Start of Data provided

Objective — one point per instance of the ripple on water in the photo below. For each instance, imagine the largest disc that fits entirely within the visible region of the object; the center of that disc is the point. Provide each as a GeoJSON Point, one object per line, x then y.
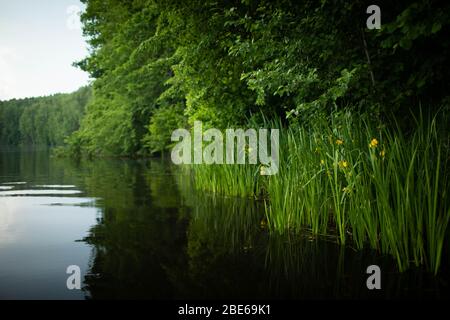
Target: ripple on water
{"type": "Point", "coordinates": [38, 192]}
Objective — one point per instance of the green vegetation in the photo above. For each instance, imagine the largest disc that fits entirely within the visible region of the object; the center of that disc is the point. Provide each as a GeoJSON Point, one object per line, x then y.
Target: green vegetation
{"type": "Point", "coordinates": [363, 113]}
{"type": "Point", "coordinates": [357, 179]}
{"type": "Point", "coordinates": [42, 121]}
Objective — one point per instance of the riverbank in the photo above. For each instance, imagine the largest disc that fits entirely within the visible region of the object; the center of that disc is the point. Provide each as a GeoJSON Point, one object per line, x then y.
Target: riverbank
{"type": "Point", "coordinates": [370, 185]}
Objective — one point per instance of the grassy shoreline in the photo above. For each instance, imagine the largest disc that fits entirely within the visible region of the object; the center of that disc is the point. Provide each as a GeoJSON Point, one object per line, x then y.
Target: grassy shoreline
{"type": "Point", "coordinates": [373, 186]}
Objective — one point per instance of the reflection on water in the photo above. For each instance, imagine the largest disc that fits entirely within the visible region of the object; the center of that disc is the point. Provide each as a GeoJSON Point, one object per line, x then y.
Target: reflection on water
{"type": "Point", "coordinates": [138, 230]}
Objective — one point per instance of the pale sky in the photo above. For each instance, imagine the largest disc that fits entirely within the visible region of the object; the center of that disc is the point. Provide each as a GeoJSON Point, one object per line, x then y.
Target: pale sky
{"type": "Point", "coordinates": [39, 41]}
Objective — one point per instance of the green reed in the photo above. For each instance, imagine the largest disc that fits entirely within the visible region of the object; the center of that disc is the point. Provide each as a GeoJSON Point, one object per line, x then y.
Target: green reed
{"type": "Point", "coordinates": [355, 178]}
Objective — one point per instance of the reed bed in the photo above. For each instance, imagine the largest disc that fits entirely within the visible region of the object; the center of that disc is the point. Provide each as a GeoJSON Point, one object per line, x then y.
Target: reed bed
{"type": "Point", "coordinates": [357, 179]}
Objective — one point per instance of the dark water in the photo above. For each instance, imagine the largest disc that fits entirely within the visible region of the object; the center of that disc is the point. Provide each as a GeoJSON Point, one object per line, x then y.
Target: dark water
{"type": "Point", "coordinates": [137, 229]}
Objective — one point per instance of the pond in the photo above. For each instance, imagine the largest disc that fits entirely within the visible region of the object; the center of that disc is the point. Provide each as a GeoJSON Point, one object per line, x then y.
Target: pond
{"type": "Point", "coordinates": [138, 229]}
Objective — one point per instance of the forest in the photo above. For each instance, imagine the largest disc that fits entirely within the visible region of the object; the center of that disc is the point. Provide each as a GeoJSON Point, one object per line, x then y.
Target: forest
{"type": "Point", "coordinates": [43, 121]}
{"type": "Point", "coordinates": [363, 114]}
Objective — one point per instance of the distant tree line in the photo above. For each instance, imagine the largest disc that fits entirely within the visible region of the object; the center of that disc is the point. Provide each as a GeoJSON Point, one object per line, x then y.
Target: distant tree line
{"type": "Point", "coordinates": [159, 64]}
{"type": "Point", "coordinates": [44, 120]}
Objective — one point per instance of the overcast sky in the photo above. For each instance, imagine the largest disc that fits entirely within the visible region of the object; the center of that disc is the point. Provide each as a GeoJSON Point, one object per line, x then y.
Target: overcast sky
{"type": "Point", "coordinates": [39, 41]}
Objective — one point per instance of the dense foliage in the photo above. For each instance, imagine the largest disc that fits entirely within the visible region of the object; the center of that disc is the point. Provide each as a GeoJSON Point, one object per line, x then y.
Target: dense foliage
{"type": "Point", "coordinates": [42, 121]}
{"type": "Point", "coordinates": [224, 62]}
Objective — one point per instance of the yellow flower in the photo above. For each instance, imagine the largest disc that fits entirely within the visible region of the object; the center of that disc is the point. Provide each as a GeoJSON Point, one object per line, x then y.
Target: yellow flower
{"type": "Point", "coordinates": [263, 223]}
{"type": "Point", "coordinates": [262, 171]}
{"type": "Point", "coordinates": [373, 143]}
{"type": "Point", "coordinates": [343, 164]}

End of Data provided
Start of Data provided

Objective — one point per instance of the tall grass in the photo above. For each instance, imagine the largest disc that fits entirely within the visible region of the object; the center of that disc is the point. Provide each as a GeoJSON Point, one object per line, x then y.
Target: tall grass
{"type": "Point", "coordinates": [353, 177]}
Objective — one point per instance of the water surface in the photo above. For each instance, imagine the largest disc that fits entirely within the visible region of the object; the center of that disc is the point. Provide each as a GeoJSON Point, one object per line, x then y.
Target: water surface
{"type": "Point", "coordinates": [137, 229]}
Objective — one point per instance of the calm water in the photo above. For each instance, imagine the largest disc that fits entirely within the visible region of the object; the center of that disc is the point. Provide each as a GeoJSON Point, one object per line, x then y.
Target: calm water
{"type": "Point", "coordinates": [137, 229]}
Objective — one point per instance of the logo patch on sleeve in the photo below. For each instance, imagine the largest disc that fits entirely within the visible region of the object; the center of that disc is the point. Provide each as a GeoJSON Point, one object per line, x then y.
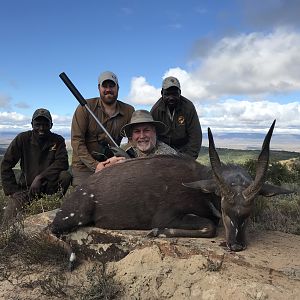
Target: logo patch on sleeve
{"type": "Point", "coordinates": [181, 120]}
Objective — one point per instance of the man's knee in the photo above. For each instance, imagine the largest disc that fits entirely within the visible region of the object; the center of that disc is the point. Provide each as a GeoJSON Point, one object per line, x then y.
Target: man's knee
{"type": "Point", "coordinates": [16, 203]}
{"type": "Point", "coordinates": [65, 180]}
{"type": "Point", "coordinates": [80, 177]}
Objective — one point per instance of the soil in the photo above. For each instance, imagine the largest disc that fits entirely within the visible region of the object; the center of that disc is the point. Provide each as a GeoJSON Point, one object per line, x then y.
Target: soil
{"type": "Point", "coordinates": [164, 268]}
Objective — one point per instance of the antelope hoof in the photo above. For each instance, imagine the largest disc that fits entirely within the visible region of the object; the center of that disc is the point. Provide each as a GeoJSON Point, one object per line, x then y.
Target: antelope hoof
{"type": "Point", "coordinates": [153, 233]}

End of Data provided

### To do
Both the line containing "Target: calm water" and the line containing "Objective — one point per instance of the soil" above belong in the output, as do the lines between them. Print them exactly, without pictures.

### Response to the exercise
Target: calm water
{"type": "Point", "coordinates": [137, 229]}
Objective — one point per instance of the logo patch on sleeve in the photo below. For each instance, imagine the largest disc that fits entirely within the visible region of the object; the center of that disc is the point. Provide each as a GeoJSON Point, one object per line, x then y.
Target: logo patch on sleeve
{"type": "Point", "coordinates": [181, 120]}
Objective — one point per instance of the man's knee in the photo above. For each instance, imagine the largest disc that fits entirely within the visible region of the object; the center of that disc is the point. Provide each as a GeoJSON Point, one object per line, x then y.
Target: man's knee
{"type": "Point", "coordinates": [16, 203]}
{"type": "Point", "coordinates": [65, 180]}
{"type": "Point", "coordinates": [80, 177]}
Objective — one point per instance of the soil in the photo above. For each instance, imagine the largest disc that fits entirely within the visible region of the object; the center of that disc is the point. Provide each as a GeoJSON Point, one object per line, x then y.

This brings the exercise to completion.